***** Available records *****

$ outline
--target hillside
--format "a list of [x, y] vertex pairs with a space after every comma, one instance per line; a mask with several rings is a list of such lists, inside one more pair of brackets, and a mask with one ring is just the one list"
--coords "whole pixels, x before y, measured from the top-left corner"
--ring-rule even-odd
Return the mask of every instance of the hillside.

*****
***** Available records *****

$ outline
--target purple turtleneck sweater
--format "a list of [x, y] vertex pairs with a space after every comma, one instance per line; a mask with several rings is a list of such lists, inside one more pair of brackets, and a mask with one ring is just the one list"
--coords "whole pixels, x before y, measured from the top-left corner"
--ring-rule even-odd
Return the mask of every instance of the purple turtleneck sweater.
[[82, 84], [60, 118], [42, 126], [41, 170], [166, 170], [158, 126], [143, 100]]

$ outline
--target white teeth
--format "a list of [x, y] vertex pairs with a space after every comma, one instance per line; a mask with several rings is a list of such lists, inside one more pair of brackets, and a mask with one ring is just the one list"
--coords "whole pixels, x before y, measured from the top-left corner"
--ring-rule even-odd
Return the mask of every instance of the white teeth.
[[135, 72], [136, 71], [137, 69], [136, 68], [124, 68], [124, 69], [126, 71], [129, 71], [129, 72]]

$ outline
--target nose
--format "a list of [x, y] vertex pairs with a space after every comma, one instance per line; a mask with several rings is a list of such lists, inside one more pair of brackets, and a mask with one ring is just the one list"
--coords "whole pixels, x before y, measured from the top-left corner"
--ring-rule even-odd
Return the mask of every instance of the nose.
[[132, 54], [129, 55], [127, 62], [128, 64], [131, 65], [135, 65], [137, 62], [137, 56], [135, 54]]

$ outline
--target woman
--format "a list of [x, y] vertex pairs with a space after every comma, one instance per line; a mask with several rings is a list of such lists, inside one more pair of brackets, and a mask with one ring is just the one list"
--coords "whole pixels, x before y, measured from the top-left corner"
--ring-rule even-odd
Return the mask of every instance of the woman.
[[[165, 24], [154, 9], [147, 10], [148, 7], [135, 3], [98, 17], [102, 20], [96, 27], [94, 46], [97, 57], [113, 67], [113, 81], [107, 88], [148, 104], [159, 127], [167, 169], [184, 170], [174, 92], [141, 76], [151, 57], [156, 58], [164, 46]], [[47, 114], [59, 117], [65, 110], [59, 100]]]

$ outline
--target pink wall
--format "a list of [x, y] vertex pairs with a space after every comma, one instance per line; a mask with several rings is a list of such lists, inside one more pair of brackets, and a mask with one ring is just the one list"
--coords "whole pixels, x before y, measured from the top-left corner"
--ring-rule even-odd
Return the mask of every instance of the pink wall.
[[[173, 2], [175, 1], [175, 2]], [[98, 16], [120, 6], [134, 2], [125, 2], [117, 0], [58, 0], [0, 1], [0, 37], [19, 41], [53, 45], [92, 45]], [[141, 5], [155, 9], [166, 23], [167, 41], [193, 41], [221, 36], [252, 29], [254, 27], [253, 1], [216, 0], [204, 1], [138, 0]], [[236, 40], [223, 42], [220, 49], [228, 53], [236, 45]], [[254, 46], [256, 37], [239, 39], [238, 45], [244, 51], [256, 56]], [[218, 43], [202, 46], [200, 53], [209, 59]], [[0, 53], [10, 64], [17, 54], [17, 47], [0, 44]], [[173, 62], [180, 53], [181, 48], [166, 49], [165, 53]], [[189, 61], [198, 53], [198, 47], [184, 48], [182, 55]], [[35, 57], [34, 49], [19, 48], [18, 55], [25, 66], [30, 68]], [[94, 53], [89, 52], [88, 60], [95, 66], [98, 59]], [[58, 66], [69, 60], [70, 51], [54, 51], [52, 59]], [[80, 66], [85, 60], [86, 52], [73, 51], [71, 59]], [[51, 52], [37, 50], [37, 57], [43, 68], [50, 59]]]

*****

Direction - Locate each line in the records above that contains the word "purple", and copy those lines.

Answer for this exercise -
--target purple turtleneck sweater
Return the mask of every instance of the purple turtleneck sweater.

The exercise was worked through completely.